== WHAT YOU HAVE TO DO ==
Retype exactly the lines that run from the line with "[locate] billboard advertisement" to the final line of the entries, keeping both ends and nothing else.

++++ SUPPLIED DATA ++++

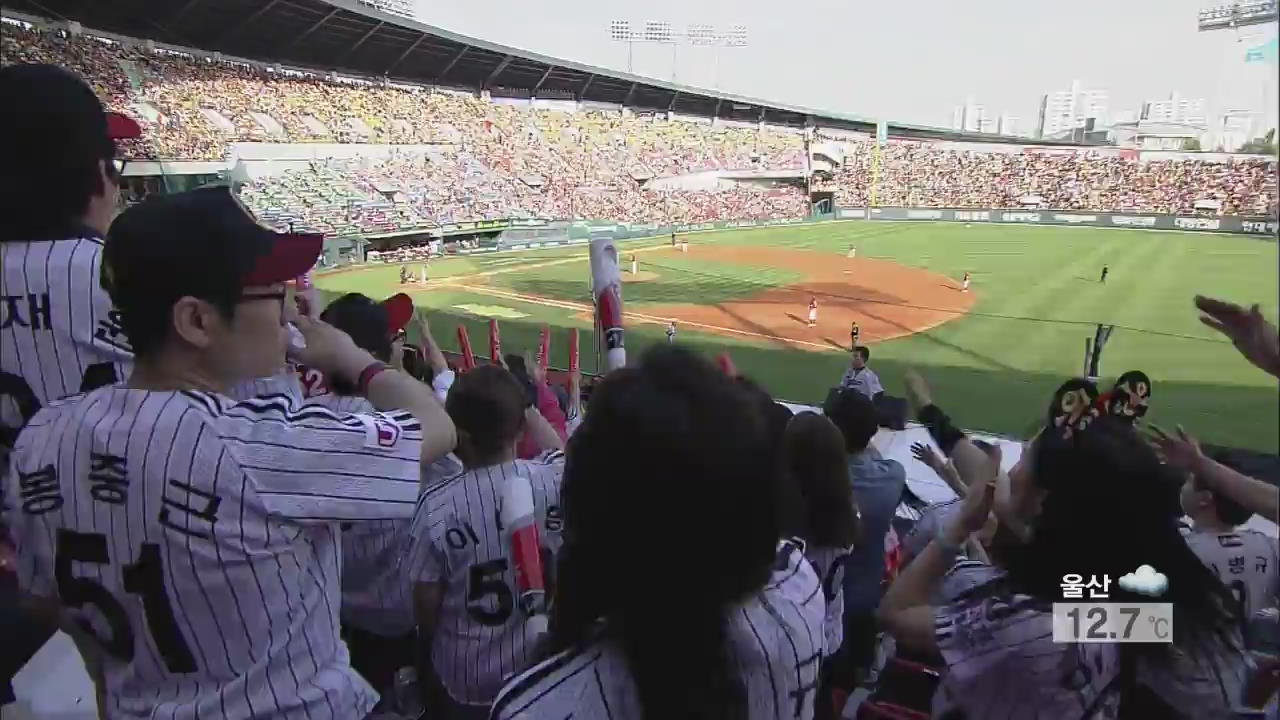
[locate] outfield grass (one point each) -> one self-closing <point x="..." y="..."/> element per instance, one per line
<point x="1037" y="300"/>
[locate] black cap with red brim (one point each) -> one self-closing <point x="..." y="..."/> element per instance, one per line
<point x="204" y="244"/>
<point x="400" y="310"/>
<point x="122" y="127"/>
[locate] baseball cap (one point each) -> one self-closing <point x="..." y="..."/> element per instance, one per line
<point x="54" y="112"/>
<point x="202" y="244"/>
<point x="369" y="322"/>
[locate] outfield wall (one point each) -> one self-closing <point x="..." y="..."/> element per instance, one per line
<point x="534" y="235"/>
<point x="1239" y="224"/>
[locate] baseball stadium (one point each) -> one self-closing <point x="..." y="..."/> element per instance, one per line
<point x="490" y="183"/>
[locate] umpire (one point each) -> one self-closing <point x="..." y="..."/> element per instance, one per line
<point x="58" y="194"/>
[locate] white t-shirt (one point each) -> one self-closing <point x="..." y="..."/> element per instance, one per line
<point x="481" y="636"/>
<point x="864" y="381"/>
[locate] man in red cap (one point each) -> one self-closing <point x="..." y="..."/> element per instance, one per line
<point x="58" y="335"/>
<point x="195" y="540"/>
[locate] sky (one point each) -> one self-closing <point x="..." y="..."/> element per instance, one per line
<point x="905" y="62"/>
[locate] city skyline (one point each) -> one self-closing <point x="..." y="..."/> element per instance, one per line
<point x="897" y="63"/>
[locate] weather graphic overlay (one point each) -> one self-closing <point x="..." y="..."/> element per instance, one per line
<point x="1096" y="620"/>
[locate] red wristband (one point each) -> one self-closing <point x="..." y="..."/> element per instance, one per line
<point x="368" y="376"/>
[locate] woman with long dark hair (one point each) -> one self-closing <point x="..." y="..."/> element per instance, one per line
<point x="675" y="597"/>
<point x="1096" y="502"/>
<point x="822" y="511"/>
<point x="813" y="452"/>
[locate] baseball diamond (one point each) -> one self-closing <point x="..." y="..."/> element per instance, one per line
<point x="1032" y="302"/>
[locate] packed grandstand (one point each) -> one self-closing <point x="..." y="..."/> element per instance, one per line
<point x="462" y="156"/>
<point x="912" y="601"/>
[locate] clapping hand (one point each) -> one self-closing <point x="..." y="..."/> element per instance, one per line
<point x="917" y="391"/>
<point x="926" y="454"/>
<point x="1248" y="331"/>
<point x="1178" y="450"/>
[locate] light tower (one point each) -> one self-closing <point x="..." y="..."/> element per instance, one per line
<point x="1249" y="21"/>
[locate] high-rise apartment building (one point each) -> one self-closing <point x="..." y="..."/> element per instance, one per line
<point x="1069" y="109"/>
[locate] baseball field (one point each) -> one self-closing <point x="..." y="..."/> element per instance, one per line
<point x="993" y="354"/>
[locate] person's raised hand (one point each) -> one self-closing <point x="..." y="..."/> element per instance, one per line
<point x="926" y="454"/>
<point x="1249" y="332"/>
<point x="424" y="327"/>
<point x="329" y="350"/>
<point x="1179" y="450"/>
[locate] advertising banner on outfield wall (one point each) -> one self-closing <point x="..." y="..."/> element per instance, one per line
<point x="1225" y="223"/>
<point x="583" y="231"/>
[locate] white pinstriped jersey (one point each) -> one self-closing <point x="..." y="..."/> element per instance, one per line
<point x="828" y="563"/>
<point x="376" y="596"/>
<point x="59" y="333"/>
<point x="1247" y="561"/>
<point x="480" y="634"/>
<point x="1002" y="662"/>
<point x="776" y="638"/>
<point x="200" y="540"/>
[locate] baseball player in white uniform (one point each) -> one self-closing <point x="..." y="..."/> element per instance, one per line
<point x="195" y="540"/>
<point x="458" y="559"/>
<point x="643" y="628"/>
<point x="777" y="643"/>
<point x="59" y="333"/>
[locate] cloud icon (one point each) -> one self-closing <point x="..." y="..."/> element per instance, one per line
<point x="1144" y="580"/>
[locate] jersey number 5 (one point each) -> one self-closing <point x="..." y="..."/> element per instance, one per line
<point x="144" y="578"/>
<point x="488" y="579"/>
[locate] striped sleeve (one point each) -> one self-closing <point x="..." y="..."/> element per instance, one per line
<point x="101" y="336"/>
<point x="1002" y="661"/>
<point x="425" y="560"/>
<point x="311" y="464"/>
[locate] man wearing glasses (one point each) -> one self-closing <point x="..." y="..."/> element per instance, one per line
<point x="58" y="331"/>
<point x="58" y="188"/>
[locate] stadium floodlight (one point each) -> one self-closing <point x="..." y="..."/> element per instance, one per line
<point x="1238" y="14"/>
<point x="621" y="31"/>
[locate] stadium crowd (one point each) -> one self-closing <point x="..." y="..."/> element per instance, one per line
<point x="919" y="174"/>
<point x="492" y="159"/>
<point x="241" y="505"/>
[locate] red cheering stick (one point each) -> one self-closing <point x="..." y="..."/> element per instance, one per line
<point x="469" y="358"/>
<point x="494" y="343"/>
<point x="607" y="282"/>
<point x="520" y="524"/>
<point x="544" y="346"/>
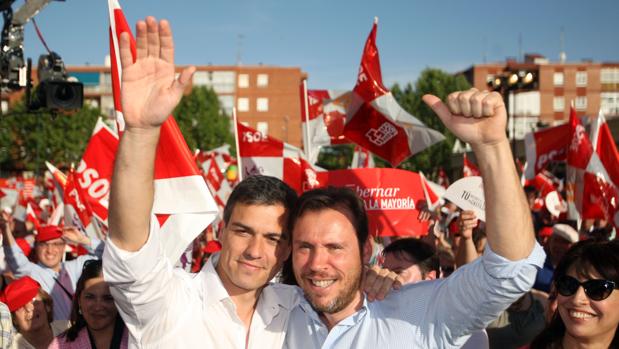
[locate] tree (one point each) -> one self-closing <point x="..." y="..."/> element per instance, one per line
<point x="440" y="84"/>
<point x="28" y="139"/>
<point x="201" y="120"/>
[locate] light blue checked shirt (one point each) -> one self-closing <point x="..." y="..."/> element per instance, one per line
<point x="433" y="314"/>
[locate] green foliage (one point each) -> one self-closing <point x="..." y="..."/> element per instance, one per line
<point x="201" y="120"/>
<point x="28" y="139"/>
<point x="440" y="84"/>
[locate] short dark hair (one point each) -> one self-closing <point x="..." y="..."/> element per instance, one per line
<point x="334" y="198"/>
<point x="416" y="251"/>
<point x="585" y="256"/>
<point x="260" y="190"/>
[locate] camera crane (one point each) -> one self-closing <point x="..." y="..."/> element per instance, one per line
<point x="54" y="91"/>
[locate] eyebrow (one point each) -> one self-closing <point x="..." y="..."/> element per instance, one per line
<point x="250" y="229"/>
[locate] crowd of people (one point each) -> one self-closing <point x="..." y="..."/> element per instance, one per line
<point x="304" y="271"/>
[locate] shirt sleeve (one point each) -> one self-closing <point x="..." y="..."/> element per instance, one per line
<point x="147" y="289"/>
<point x="19" y="264"/>
<point x="473" y="296"/>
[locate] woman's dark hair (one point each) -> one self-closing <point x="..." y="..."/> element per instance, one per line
<point x="93" y="268"/>
<point x="584" y="256"/>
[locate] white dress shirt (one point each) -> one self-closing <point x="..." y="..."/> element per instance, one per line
<point x="166" y="307"/>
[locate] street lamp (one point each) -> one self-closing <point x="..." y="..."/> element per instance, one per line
<point x="509" y="82"/>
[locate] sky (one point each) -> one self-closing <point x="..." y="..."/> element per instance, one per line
<point x="326" y="38"/>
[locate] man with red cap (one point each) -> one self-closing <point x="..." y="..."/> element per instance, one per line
<point x="56" y="277"/>
<point x="31" y="312"/>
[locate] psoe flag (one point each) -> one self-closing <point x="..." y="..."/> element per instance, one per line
<point x="183" y="204"/>
<point x="376" y="121"/>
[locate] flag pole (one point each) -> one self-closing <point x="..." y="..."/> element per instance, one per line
<point x="308" y="150"/>
<point x="239" y="160"/>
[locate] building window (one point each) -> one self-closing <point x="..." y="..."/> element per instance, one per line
<point x="609" y="103"/>
<point x="609" y="76"/>
<point x="243" y="104"/>
<point x="262" y="104"/>
<point x="263" y="128"/>
<point x="262" y="80"/>
<point x="581" y="103"/>
<point x="243" y="80"/>
<point x="581" y="78"/>
<point x="558" y="104"/>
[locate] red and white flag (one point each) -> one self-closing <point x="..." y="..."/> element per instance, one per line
<point x="376" y="121"/>
<point x="264" y="155"/>
<point x="433" y="192"/>
<point x="31" y="216"/>
<point x="323" y="115"/>
<point x="95" y="170"/>
<point x="604" y="145"/>
<point x="78" y="212"/>
<point x="545" y="146"/>
<point x="182" y="203"/>
<point x="468" y="168"/>
<point x="590" y="189"/>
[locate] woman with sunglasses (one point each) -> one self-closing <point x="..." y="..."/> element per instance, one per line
<point x="586" y="281"/>
<point x="95" y="322"/>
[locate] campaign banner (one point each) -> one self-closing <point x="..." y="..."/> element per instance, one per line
<point x="468" y="194"/>
<point x="392" y="198"/>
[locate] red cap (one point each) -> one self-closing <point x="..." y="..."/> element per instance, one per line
<point x="24" y="245"/>
<point x="545" y="232"/>
<point x="212" y="247"/>
<point x="48" y="232"/>
<point x="19" y="292"/>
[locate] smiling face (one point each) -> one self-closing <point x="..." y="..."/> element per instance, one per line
<point x="50" y="253"/>
<point x="97" y="304"/>
<point x="254" y="247"/>
<point x="327" y="261"/>
<point x="32" y="316"/>
<point x="586" y="319"/>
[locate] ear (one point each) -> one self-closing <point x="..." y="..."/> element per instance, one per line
<point x="367" y="251"/>
<point x="431" y="275"/>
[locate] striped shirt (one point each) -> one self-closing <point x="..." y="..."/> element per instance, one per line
<point x="432" y="314"/>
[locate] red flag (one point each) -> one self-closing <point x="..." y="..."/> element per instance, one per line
<point x="545" y="146"/>
<point x="391" y="197"/>
<point x="362" y="158"/>
<point x="376" y="121"/>
<point x="265" y="155"/>
<point x="32" y="217"/>
<point x="604" y="145"/>
<point x="468" y="168"/>
<point x="324" y="124"/>
<point x="95" y="170"/>
<point x="182" y="200"/>
<point x="432" y="191"/>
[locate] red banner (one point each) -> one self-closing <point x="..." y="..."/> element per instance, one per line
<point x="95" y="170"/>
<point x="391" y="198"/>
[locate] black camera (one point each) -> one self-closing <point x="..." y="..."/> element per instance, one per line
<point x="54" y="91"/>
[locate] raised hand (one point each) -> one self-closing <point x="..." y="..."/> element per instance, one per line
<point x="150" y="91"/>
<point x="476" y="117"/>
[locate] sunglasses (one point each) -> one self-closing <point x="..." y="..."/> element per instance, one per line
<point x="596" y="290"/>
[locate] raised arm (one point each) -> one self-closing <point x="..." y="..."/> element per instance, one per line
<point x="479" y="118"/>
<point x="149" y="93"/>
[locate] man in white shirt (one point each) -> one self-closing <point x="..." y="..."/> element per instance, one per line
<point x="230" y="303"/>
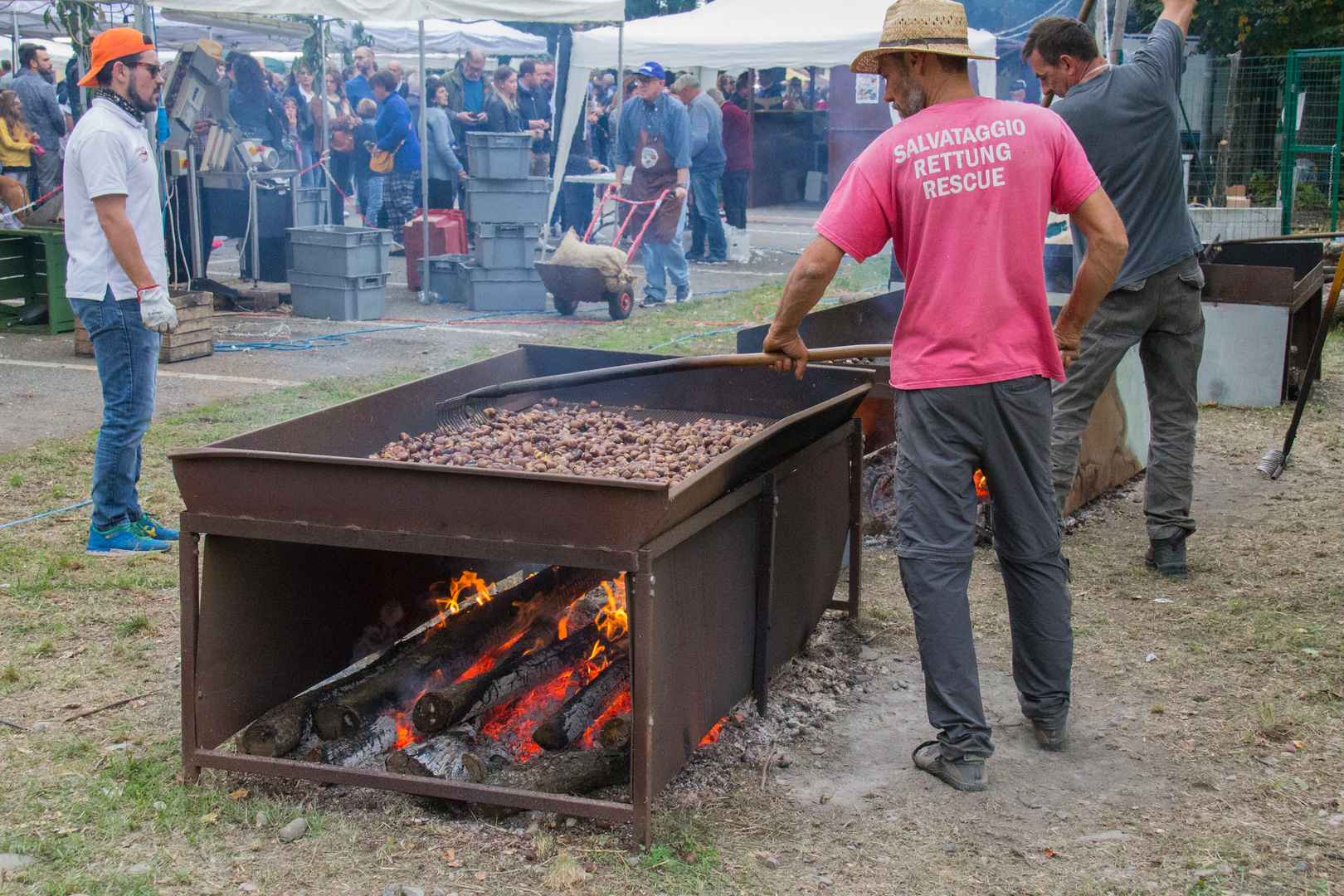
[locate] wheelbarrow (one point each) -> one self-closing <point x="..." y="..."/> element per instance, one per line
<point x="570" y="285"/>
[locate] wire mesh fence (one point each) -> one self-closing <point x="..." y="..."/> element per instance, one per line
<point x="1231" y="130"/>
<point x="1313" y="119"/>
<point x="1264" y="137"/>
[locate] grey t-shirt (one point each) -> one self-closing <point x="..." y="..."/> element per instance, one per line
<point x="1127" y="119"/>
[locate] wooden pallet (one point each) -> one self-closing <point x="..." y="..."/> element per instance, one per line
<point x="192" y="338"/>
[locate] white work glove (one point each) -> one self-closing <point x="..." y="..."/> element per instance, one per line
<point x="156" y="312"/>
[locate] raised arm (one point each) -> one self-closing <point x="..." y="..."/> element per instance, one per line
<point x="1181" y="12"/>
<point x="1098" y="221"/>
<point x="806" y="284"/>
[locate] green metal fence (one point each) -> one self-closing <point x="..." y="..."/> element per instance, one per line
<point x="1313" y="136"/>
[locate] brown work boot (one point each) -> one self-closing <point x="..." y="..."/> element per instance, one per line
<point x="1168" y="557"/>
<point x="1051" y="737"/>
<point x="967" y="772"/>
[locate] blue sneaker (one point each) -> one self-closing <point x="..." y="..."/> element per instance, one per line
<point x="152" y="528"/>
<point x="121" y="540"/>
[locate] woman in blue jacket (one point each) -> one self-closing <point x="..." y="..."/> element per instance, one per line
<point x="392" y="134"/>
<point x="444" y="167"/>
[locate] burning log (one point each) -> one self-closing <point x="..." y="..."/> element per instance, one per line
<point x="340" y="707"/>
<point x="616" y="733"/>
<point x="362" y="746"/>
<point x="441" y="757"/>
<point x="570" y="772"/>
<point x="513" y="674"/>
<point x="578" y="713"/>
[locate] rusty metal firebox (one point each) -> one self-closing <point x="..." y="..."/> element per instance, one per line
<point x="728" y="572"/>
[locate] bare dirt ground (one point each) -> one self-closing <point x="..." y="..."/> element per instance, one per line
<point x="1207" y="754"/>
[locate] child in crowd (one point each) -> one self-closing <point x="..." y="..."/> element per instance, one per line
<point x="17" y="141"/>
<point x="368" y="187"/>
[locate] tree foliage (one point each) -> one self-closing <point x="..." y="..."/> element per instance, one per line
<point x="1255" y="27"/>
<point x="645" y="8"/>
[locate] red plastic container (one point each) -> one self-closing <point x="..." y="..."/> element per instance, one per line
<point x="446" y="236"/>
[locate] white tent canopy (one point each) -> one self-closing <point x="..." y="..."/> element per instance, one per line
<point x="450" y="38"/>
<point x="743" y="34"/>
<point x="407" y="11"/>
<point x="749" y="34"/>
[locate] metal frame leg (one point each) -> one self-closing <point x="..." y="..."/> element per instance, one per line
<point x="855" y="518"/>
<point x="639" y="596"/>
<point x="767" y="514"/>
<point x="188" y="561"/>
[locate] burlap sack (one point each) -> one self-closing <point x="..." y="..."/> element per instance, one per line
<point x="608" y="260"/>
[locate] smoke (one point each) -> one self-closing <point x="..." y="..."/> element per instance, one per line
<point x="382" y="635"/>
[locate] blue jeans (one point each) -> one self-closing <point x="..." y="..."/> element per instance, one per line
<point x="663" y="261"/>
<point x="704" y="222"/>
<point x="128" y="364"/>
<point x="370" y="197"/>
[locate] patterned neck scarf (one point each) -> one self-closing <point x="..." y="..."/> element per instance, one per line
<point x="121" y="102"/>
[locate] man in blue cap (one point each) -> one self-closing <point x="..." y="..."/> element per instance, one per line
<point x="656" y="139"/>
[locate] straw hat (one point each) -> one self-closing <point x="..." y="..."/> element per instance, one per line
<point x="928" y="26"/>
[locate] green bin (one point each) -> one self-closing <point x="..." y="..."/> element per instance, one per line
<point x="32" y="278"/>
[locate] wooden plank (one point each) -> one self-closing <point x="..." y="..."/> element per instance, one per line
<point x="192" y="299"/>
<point x="186" y="353"/>
<point x="195" y="312"/>
<point x="191" y="328"/>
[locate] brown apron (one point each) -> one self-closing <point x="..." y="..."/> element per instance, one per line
<point x="654" y="173"/>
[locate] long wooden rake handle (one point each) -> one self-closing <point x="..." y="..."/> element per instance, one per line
<point x="668" y="366"/>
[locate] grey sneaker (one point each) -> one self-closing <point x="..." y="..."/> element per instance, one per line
<point x="1166" y="557"/>
<point x="1053" y="738"/>
<point x="967" y="772"/>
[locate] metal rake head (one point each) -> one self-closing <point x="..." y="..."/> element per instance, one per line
<point x="1273" y="464"/>
<point x="460" y="414"/>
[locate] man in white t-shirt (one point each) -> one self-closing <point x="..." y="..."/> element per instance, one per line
<point x="116" y="275"/>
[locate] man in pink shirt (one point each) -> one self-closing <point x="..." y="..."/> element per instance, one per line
<point x="962" y="187"/>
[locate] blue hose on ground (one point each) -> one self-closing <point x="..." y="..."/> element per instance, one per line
<point x="334" y="340"/>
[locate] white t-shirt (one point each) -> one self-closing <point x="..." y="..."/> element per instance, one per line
<point x="108" y="155"/>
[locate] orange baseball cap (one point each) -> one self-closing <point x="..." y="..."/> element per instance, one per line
<point x="113" y="45"/>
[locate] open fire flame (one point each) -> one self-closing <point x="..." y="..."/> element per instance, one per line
<point x="513" y="724"/>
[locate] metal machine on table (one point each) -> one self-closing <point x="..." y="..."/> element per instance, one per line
<point x="251" y="195"/>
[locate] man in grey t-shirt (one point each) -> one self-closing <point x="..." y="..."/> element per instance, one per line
<point x="1125" y="117"/>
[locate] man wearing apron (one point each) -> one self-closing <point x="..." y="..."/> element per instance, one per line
<point x="656" y="139"/>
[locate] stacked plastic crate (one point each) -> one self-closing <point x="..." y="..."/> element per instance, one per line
<point x="339" y="273"/>
<point x="507" y="210"/>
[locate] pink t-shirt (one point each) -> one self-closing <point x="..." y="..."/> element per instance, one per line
<point x="962" y="190"/>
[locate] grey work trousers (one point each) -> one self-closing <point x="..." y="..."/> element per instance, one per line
<point x="1164" y="317"/>
<point x="942" y="437"/>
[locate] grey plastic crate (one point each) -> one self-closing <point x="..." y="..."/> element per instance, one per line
<point x="507" y="202"/>
<point x="505" y="245"/>
<point x="499" y="156"/>
<point x="446" y="277"/>
<point x="338" y="299"/>
<point x="494" y="289"/>
<point x="334" y="249"/>
<point x="308" y="206"/>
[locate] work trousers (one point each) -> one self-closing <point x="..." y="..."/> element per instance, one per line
<point x="127" y="355"/>
<point x="440" y="193"/>
<point x="665" y="262"/>
<point x="704" y="215"/>
<point x="942" y="437"/>
<point x="735" y="197"/>
<point x="1164" y="317"/>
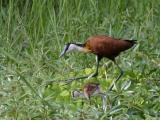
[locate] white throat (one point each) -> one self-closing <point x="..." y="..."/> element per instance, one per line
<point x="73" y="47"/>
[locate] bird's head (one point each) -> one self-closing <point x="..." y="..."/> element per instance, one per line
<point x="71" y="47"/>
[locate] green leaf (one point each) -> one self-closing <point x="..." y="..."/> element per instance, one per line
<point x="64" y="93"/>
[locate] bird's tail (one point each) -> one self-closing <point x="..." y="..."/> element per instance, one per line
<point x="132" y="41"/>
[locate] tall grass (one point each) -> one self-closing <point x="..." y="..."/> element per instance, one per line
<point x="32" y="34"/>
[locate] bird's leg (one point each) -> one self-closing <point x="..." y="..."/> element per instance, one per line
<point x="98" y="58"/>
<point x="121" y="73"/>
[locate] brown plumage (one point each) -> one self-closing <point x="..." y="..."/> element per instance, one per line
<point x="101" y="46"/>
<point x="109" y="47"/>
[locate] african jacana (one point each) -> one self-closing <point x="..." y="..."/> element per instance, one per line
<point x="90" y="89"/>
<point x="101" y="46"/>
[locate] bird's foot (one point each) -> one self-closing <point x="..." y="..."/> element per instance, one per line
<point x="92" y="75"/>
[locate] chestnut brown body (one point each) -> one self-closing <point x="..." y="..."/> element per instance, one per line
<point x="109" y="47"/>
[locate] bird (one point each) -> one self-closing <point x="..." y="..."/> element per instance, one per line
<point x="88" y="90"/>
<point x="102" y="46"/>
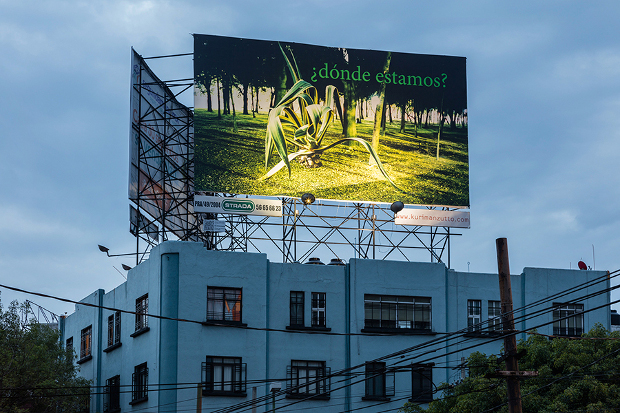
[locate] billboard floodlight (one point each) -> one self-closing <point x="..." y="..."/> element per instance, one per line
<point x="107" y="251"/>
<point x="307" y="198"/>
<point x="397" y="206"/>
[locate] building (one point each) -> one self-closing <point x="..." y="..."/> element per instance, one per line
<point x="322" y="331"/>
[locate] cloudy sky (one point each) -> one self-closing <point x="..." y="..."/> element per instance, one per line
<point x="543" y="100"/>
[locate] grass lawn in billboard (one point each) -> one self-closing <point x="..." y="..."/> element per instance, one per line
<point x="364" y="141"/>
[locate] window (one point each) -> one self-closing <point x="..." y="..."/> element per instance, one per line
<point x="307" y="378"/>
<point x="86" y="343"/>
<point x="69" y="344"/>
<point x="572" y="325"/>
<point x="112" y="395"/>
<point x="223" y="376"/>
<point x="142" y="309"/>
<point x="114" y="329"/>
<point x="297" y="308"/>
<point x="421" y="383"/>
<point x="379" y="383"/>
<point x="495" y="316"/>
<point x="318" y="310"/>
<point x="139" y="384"/>
<point x="224" y="304"/>
<point x="396" y="312"/>
<point x="474" y="309"/>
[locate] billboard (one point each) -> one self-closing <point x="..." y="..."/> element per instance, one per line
<point x="432" y="218"/>
<point x="281" y="119"/>
<point x="160" y="145"/>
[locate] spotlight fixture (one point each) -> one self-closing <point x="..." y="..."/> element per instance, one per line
<point x="307" y="198"/>
<point x="397" y="206"/>
<point x="107" y="252"/>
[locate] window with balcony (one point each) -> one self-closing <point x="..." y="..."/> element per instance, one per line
<point x="397" y="313"/>
<point x="307" y="378"/>
<point x="224" y="376"/>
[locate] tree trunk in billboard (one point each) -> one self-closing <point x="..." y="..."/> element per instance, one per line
<point x="244" y="92"/>
<point x="441" y="117"/>
<point x="350" y="109"/>
<point x="383" y="116"/>
<point x="219" y="109"/>
<point x="380" y="108"/>
<point x="280" y="89"/>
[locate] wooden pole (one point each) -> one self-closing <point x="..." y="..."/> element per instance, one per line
<point x="508" y="326"/>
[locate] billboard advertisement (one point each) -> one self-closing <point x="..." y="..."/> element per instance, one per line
<point x="160" y="142"/>
<point x="432" y="218"/>
<point x="281" y="119"/>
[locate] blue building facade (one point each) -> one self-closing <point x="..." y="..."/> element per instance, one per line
<point x="218" y="329"/>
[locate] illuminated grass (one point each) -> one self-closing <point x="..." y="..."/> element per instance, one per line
<point x="228" y="161"/>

++++

== EXERCISE RESULT ==
[locate] billboard advertisement (one point each) -> one self-closing <point x="..." y="..."/> element per instance, one per line
<point x="160" y="142"/>
<point x="432" y="218"/>
<point x="281" y="119"/>
[locate] blue building facade (one point each) -> one self-closing <point x="..." y="..."/> element per instance, one per line
<point x="218" y="329"/>
[locate] illuminated grass (one point each) -> one self-closing <point x="..." y="..."/> element per instance, one per line
<point x="228" y="161"/>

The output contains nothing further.